(About this task)
Go through the listing and copy each line with the string "after".

--- Exercise data ---

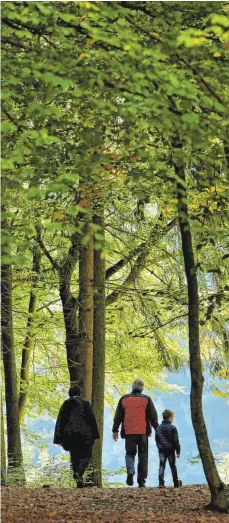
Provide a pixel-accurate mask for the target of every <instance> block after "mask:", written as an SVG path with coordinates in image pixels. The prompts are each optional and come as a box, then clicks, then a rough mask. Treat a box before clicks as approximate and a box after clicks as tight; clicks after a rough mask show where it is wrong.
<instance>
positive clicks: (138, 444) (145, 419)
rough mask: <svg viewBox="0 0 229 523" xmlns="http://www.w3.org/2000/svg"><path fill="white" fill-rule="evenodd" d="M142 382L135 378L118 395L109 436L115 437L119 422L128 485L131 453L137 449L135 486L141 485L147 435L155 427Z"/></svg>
mask: <svg viewBox="0 0 229 523" xmlns="http://www.w3.org/2000/svg"><path fill="white" fill-rule="evenodd" d="M143 388H144V383H143V381H142V380H135V381H134V383H133V385H132V392H131V393H130V394H125V396H122V397H121V398H120V400H119V402H118V405H117V409H116V412H115V417H114V423H113V428H112V432H113V439H114V441H117V439H118V429H119V426H120V424H122V427H121V437H122V438H125V447H126V469H127V479H126V483H127V485H129V486H132V485H133V483H134V481H133V479H134V474H135V466H134V463H135V456H136V454H137V451H138V475H137V482H138V486H139V487H145V480H146V478H147V474H148V437H149V436H151V433H152V426H153V428H154V429H155V428H156V427H157V426H158V417H157V411H156V409H155V407H154V404H153V402H152V400H151V398H150V397H149V396H146V395H145V394H142V391H143Z"/></svg>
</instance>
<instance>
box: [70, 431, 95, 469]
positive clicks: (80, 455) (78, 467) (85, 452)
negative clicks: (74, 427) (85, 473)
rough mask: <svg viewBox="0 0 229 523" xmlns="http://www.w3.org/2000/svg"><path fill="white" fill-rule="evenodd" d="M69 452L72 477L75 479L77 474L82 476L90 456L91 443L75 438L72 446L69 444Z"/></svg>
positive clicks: (91, 447)
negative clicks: (90, 444)
mask: <svg viewBox="0 0 229 523" xmlns="http://www.w3.org/2000/svg"><path fill="white" fill-rule="evenodd" d="M69 452H70V459H71V468H72V471H73V477H74V478H75V479H76V478H77V476H80V477H82V476H83V474H84V472H85V471H86V468H87V467H88V465H89V461H90V459H91V456H92V445H90V444H89V445H86V443H85V442H84V441H82V440H80V441H77V440H76V441H75V443H74V446H73V445H71V447H70V449H69Z"/></svg>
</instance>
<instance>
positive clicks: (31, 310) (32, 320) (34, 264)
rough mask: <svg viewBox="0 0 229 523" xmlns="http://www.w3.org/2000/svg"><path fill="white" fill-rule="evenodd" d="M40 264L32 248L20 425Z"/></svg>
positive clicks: (39, 251) (32, 325) (21, 375)
mask: <svg viewBox="0 0 229 523" xmlns="http://www.w3.org/2000/svg"><path fill="white" fill-rule="evenodd" d="M40 262H41V252H40V248H39V246H38V245H36V246H35V247H34V248H33V264H32V283H31V291H30V299H29V311H28V319H27V326H26V336H25V342H24V347H23V349H22V360H21V377H20V389H19V401H18V412H19V420H20V423H21V422H22V421H23V417H24V412H25V405H26V400H27V396H28V387H29V367H30V356H31V351H32V346H33V330H32V327H33V323H34V315H35V314H36V310H37V285H38V281H39V274H40Z"/></svg>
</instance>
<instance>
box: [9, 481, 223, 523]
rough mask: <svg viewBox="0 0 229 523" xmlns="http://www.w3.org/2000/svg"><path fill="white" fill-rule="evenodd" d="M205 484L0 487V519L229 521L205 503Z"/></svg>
mask: <svg viewBox="0 0 229 523" xmlns="http://www.w3.org/2000/svg"><path fill="white" fill-rule="evenodd" d="M209 501H210V496H209V490H208V488H207V486H205V485H189V486H187V487H182V488H180V489H174V488H172V487H168V488H166V489H157V488H144V489H139V488H104V489H98V488H96V487H93V488H85V489H69V488H67V489H64V488H60V489H57V488H40V489H31V488H24V487H14V488H13V487H11V488H7V487H3V488H2V523H11V522H20V523H35V522H36V523H46V522H47V523H48V522H49V523H50V522H57V523H63V522H66V523H73V522H74V523H76V522H77V523H78V522H79V523H81V522H82V523H98V522H99V523H122V522H130V523H131V522H134V523H135V522H136V523H139V522H140V523H143V522H146V523H147V522H150V521H151V522H153V523H175V522H177V523H197V522H198V523H213V522H220V523H226V522H227V523H229V515H226V514H218V513H212V512H210V511H209V510H206V509H205V506H206V505H207V504H208V503H209Z"/></svg>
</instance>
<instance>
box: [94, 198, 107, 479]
mask: <svg viewBox="0 0 229 523" xmlns="http://www.w3.org/2000/svg"><path fill="white" fill-rule="evenodd" d="M93 221H94V223H95V224H97V225H99V226H100V230H99V233H100V234H102V235H103V236H104V199H103V197H102V196H101V199H100V201H98V203H97V204H96V215H95V216H94V220H93ZM93 344H94V353H93V386H92V409H93V412H94V415H95V417H96V420H97V424H98V428H99V433H100V439H99V440H96V442H95V444H94V447H93V455H92V480H93V483H94V485H96V486H97V487H102V446H103V420H104V387H105V259H104V257H103V255H102V251H101V249H100V250H98V249H95V250H94V334H93Z"/></svg>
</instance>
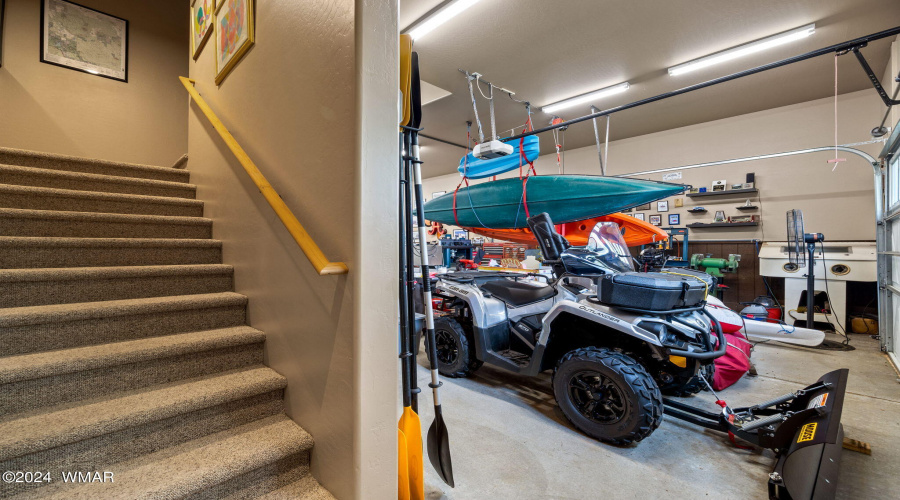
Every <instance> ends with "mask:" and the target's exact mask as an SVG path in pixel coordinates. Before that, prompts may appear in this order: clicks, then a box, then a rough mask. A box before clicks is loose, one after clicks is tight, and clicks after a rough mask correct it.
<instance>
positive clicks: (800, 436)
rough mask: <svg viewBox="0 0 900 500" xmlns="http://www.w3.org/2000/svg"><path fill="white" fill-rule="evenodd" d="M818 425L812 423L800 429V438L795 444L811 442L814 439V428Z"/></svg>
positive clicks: (814, 428)
mask: <svg viewBox="0 0 900 500" xmlns="http://www.w3.org/2000/svg"><path fill="white" fill-rule="evenodd" d="M818 425H819V423H818V422H812V423H809V424H806V425H804V426H803V427H801V428H800V437H798V438H797V442H798V443H802V442H804V441H812V439H813V438H814V437H816V427H818Z"/></svg>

---

(Task response)
Provide a pixel-accurate mask for the target of every <instance> block after "mask:", written as an SVG path with coordinates in image pixels. The prompts are each optional and come as a box, then clicks, then a rough mask. Treat a box before clicks as approximate and a box after clicks as tight; clicks after a rough mask show where it is wrong.
Every <instance> ends with "mask:" and the target's exact mask as an SVG path in pixel coordinates. Before that, prompts may appear in this order: clicks, then a box, then a rough mask. A box before clicks is loose, one after clicks is tight, and clicks after a rough mask correct it.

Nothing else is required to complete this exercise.